Exercise details:
Exact repetition of the whole listing is what this exercise asks for.

Given records:
-------------------------
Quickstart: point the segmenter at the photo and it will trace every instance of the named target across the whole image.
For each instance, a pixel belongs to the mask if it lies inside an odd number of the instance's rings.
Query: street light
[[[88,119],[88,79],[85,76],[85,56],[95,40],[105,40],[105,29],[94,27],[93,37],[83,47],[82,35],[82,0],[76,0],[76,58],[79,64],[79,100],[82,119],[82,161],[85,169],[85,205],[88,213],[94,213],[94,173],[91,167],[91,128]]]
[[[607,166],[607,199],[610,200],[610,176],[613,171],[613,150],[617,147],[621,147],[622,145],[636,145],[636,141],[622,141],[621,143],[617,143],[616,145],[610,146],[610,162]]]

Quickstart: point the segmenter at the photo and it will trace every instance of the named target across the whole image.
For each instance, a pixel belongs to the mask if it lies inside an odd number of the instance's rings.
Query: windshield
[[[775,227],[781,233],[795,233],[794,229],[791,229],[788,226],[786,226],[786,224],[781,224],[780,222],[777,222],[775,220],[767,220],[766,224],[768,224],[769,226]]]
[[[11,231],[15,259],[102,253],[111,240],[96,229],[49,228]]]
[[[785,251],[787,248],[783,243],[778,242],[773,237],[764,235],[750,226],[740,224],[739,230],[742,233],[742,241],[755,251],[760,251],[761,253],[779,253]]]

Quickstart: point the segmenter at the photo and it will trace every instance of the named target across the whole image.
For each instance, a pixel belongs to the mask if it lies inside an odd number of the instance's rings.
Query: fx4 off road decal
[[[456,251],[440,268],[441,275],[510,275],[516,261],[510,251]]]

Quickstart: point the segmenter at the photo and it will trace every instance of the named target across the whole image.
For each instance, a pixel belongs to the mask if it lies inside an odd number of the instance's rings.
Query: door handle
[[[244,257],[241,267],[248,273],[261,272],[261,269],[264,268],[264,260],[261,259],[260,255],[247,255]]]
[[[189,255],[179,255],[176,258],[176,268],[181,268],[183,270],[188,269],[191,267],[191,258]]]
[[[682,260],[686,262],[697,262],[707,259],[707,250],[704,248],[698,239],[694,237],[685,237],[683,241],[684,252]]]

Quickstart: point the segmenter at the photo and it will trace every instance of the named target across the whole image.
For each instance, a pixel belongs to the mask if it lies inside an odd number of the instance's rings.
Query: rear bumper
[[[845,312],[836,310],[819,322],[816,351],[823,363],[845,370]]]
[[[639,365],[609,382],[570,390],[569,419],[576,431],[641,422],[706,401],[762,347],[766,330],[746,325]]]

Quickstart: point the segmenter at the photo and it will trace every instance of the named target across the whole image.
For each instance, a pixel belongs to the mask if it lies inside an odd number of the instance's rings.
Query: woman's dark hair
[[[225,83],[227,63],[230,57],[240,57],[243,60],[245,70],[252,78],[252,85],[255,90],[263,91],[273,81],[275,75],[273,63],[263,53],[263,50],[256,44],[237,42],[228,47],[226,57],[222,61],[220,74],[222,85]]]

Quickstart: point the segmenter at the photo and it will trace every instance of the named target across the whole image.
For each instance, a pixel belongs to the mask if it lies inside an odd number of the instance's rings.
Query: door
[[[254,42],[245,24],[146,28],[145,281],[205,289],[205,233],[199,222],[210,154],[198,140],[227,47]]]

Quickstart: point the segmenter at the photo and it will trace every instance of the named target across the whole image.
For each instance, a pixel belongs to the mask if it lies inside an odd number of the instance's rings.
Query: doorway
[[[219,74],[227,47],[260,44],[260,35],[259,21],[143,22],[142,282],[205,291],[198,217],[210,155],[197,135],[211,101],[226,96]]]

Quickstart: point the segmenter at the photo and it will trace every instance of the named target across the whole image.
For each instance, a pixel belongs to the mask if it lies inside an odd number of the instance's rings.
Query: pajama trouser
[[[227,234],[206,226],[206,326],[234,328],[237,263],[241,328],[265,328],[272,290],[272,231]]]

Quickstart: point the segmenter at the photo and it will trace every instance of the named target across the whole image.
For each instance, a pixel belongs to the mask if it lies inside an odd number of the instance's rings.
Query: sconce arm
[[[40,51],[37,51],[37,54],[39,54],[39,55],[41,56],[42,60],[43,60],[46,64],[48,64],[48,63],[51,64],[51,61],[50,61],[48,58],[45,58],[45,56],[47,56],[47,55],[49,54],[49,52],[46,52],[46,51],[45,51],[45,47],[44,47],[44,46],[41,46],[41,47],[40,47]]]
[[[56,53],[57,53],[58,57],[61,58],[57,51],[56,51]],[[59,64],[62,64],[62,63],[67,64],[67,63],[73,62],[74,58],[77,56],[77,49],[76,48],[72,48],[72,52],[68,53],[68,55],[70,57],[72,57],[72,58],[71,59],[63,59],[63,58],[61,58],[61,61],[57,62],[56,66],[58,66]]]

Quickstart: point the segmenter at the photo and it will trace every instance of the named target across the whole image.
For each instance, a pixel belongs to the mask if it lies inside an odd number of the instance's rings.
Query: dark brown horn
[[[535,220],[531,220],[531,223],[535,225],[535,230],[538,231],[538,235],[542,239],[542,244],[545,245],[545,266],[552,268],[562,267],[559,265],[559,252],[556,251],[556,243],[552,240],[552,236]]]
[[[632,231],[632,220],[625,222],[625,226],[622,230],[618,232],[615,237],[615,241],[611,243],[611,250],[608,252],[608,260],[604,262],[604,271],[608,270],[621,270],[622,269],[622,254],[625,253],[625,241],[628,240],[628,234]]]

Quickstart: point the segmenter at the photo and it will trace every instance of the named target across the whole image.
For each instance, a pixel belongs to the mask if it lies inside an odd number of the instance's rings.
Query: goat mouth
-------------------------
Problem solution:
Quickstart: point the segmenter at the photo and it will trace every instance of the named target across the whole image.
For each instance, a pixel belongs to the mask if it lies inside an odd number of the instance's rings.
Query: street light
[[[88,119],[88,79],[85,76],[85,56],[95,40],[105,40],[105,29],[94,27],[93,37],[83,47],[82,35],[82,0],[76,0],[76,58],[79,64],[79,100],[82,119],[82,161],[85,169],[85,205],[88,213],[94,213],[94,173],[91,167],[91,128]]]
[[[607,166],[607,199],[610,200],[610,176],[613,171],[613,150],[617,147],[621,147],[622,145],[636,145],[636,141],[622,141],[621,143],[617,143],[616,145],[610,146],[610,162]]]

Quickstart: point the segmenter at the photo and it will trace every instance of the named target across the whole image.
For each instance, a pixel belongs to the mask if it lies inside an odd number of the instance's rings.
Query: windshield
[[[775,227],[781,233],[795,233],[794,229],[791,229],[788,226],[786,226],[786,224],[781,224],[780,222],[777,222],[775,220],[767,220],[766,224],[768,224],[769,226]]]
[[[11,231],[15,259],[102,253],[111,240],[96,229],[49,228]]]
[[[785,251],[787,248],[783,243],[778,242],[773,237],[764,235],[750,226],[740,224],[739,230],[742,233],[742,241],[755,251],[760,251],[761,253],[779,253]]]

Quickstart: point the segmenter at the photo and it will trace every instance of the named target across the whole image.
For each instance, a pixel belongs to the mask if it lies inside an odd number of the instance's rings.
Query: fx4 off road decal
[[[456,251],[440,268],[441,275],[510,275],[516,261],[510,251]]]

Quickstart: point the segmenter at the photo and it will trace every instance of the named target across the whole image.
For each instance, a pixel belongs to the mask if it lies inside an odd number of the instance's rings.
Query: door handle
[[[244,257],[241,267],[248,273],[261,272],[261,269],[264,268],[264,260],[261,259],[260,255],[247,255]]]
[[[189,255],[179,255],[176,258],[176,268],[181,268],[183,270],[188,269],[191,267],[191,258]]]
[[[682,260],[686,262],[697,262],[707,259],[707,250],[704,248],[698,239],[694,237],[685,237],[683,241],[684,252]]]

Quickstart: point the segmenter at the photo and it will trace every instance of the named target across the whole image.
For each instance, a pixel belongs to the mask if it lies inside an odd number of the instance's rings.
Query: rear bumper
[[[845,312],[836,310],[819,322],[816,351],[823,363],[845,370]]]
[[[639,365],[609,382],[570,390],[569,419],[576,431],[641,422],[706,401],[762,347],[766,330],[746,325]]]

Quickstart: point the segmenter at the photo and it will trace every instance of the named target across the whole image.
For each instance, a pixel belongs to the mask if it lies inside an odd number of the instance's rings.
Query: woman's dark hair
[[[225,83],[227,63],[230,57],[240,57],[243,60],[245,70],[252,78],[252,85],[255,90],[263,91],[273,81],[275,75],[273,63],[263,53],[263,50],[256,44],[237,42],[228,47],[226,57],[222,61],[220,74],[222,85]]]

Quickstart: point the segmenter at the photo and it will trace every instance of the named target across the whole image.
For each instance, a pixel belongs to the mask if it lies inside an odd number of the instance's rings.
Query: door
[[[254,42],[245,24],[146,28],[145,281],[205,289],[205,233],[199,222],[210,154],[198,140],[227,47]]]

Quickstart: point the segmenter at the photo and it will trace every instance of the named target across the whole image.
For each instance, a pixel belongs to the mask if it lies inside an odd number of the instance's rings.
Query: doorway
[[[219,74],[227,47],[260,44],[260,35],[259,21],[143,22],[142,282],[205,291],[198,217],[210,155],[197,135],[211,101],[226,96]]]

Quickstart: point the segmenter at the photo and it will trace every instance of the named target across the whole image.
For each instance, a pixel belongs to the mask if it lies inside an odd number of the instance's rings.
Query: pajama trouser
[[[227,234],[206,226],[206,326],[234,328],[237,263],[241,328],[265,328],[272,290],[272,231]]]

Quickstart: point the segmenter at the photo and it will trace every instance of the named target across the whole image.
For each instance, a pixel belongs to the mask if it lies inside an odd number of the instance's rings.
Query: sconce arm
[[[40,51],[37,51],[37,54],[39,54],[39,55],[41,56],[42,60],[43,60],[46,64],[48,64],[48,63],[51,64],[51,61],[50,61],[48,58],[45,58],[45,56],[47,56],[47,55],[49,54],[49,52],[46,52],[46,51],[45,51],[45,47],[44,47],[44,46],[41,46],[41,47],[40,47]]]
[[[56,53],[57,53],[58,57],[61,58],[57,51],[56,51]],[[59,64],[62,64],[62,63],[67,64],[67,63],[73,62],[74,58],[77,56],[77,49],[76,48],[72,48],[72,52],[68,53],[68,55],[70,57],[72,57],[72,58],[71,59],[63,59],[63,58],[61,58],[61,61],[57,62],[56,66],[58,66]]]

Quickstart: point the segmenter at the photo and it will trace every instance of the named target across the whole image.
For each instance, a pixel belongs to the mask if it lies inside an odd number of the instance's rings.
Query: dark brown horn
[[[535,220],[531,220],[531,223],[535,225],[535,230],[538,231],[538,235],[542,239],[542,244],[545,245],[545,266],[552,268],[562,267],[559,265],[559,252],[556,251],[556,243],[552,240],[552,236]]]
[[[632,231],[632,220],[625,222],[625,226],[622,230],[618,232],[615,237],[615,241],[611,243],[611,250],[608,252],[608,260],[604,262],[604,271],[608,270],[621,270],[622,269],[622,254],[625,253],[625,241],[628,240],[628,234]]]

Quickstart: point the segmenter at the photo and it will trace every instance of the named target across the whole image.
For each instance, a pixel belongs to the mask if it lies inside an odd number of the instance's rings.
Query: goat mouth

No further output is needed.